- **ATTIVITÀ A**:
Secondo il brano, quanti sono ora i ricoverati in terapia intensiva in Lombardia?
- **ATTIVITÀ B**:
Nel brano, rinomina "tamponi" in "test diagnostici" e riscrivi la parte che si apre con le parole contenenti "La situazione in Lombardia" e si chiude con "Regione Fabrizio Sala.".

La situazione in Lombardia

Segnali ancora contrastanti dalla Lombardia, l’epicentro della pandemia in Italia. Oltre al calo massiccio di ricoverati, i decessi (in totale 13.449, la metà del totale nazionale) aumentano di 124 rispetto a ieri, quando erano stati 56. I positivi sono 73.479, con un aumento di 590, ma i tamponi effettuati sono stati solo 5.053 (12.642 quelli effettuati sabato). In compenso sono ora 680 i ricoverati in terapia intensiva e “rispetto al 3 aprile sono più che dimezzati, dato che avevamo circa 1.400 persone”, sottolinea il vicepresidente della Regione Fabrizio Sala.

“Mascherina resti obbligatoria, ma riaprire attività commerciali”

Critico con l’annunciata Fase 2 anche Attilio Fontana, che il 4 maggio in Lombardia avrebbe “riaperto alcune attività commerciali, qualche negozio”. Mantenendo sì l’obbligo delle mascherine, che invece in Piemonte non c’è ancora, e magari “non durante tutto l’arco della giornata, alternando mattino e pomeriggio con ingressi limitati e con controlli di chi ci entra”. “Non è questione di coraggio, è rendersi conto della realtà in cui viviamo – sostiene il governatore lombardo -: se dovessimo aspettare l’R0 non apriremmo più per parecchio tempo“.

La situazione in Liguria

Con un’ordinanza firmata dal governatore Giovanni Toti, la Liguria entra nella Fase 2. “Riaprono alcune attività, via allo sport all’aria aperta e un po’ più di mobilità per i liguri, tornano le passeggiate in famiglia, anche con i bimbi, se si vive tutti sotto lo stesso tetto”, ha spiegato Toti. Via libera anche alla riapertura dei ristoranti, ma con la formula del ‘take away’ e su prenotazione.

Caos Fase 2, il salto in avanti del Veneto

Le differenze tra la situazione nelle varie Regioni sono il tema centrale anche in vista della Fase due. “Il lockdown, la chiusura totale, non esiste più”, è stato infatti l’annuncio del Veneto che, dalle 18 di lunedì ha consentito lo spostamento individuale per attività motoria e all’aria aperta, anche in bicicletta. Via libera da domani anche agli spostamenti verso le seconde case o le imbarcazioni ormeggiate al di fuori del Comune di residenza, ma solo per manutenzione o riparazioni. “Nessuna prova muscolare”, precisa il governatore Luca Zaia, anche se le misure annunciate ieri sera dal premier Conte sembrano avere incrinato il rapporto tra il governo e le Regioni, divise tra chi teme una ripartenza troppo affrettata, come il Piemonte, chi vorrebbe farlo prima, come Sardegna e Umbria, e chi come la Liguria invoca una “maggiore autonomia”.

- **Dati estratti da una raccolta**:
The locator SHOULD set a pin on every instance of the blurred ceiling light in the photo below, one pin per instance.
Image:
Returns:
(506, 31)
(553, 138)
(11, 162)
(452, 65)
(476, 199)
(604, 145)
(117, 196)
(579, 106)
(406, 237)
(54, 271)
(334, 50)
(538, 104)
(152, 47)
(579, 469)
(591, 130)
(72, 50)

- **SOLUZIONE SCRITTA A**:
Sono 680.

- **SOLUZIONE SCRITTA B**:
La situazione in Lombardia

Segnali ancora contrastanti dalla Lombardia, l’epicentro della pandemia in Italia. Oltre al calo massiccio di ricoverati, i decessi (in totale 13.449, la metà del totale nazionale) aumentano di 124 rispetto a ieri, quando erano stati 56. I positivi sono 73.479, con un aumento di 590, ma i test diagnostici effettuati sono stati solo 5.053 (12.642 quelli effettuati sabato). In compenso sono ora 680 i ricoverati in terapia intensiva e “rispetto al 3 aprile sono più che dimezzati, dato che avevamo circa 1.400 persone”, sottolinea il vicepresidente della Regione Fabrizio Sala.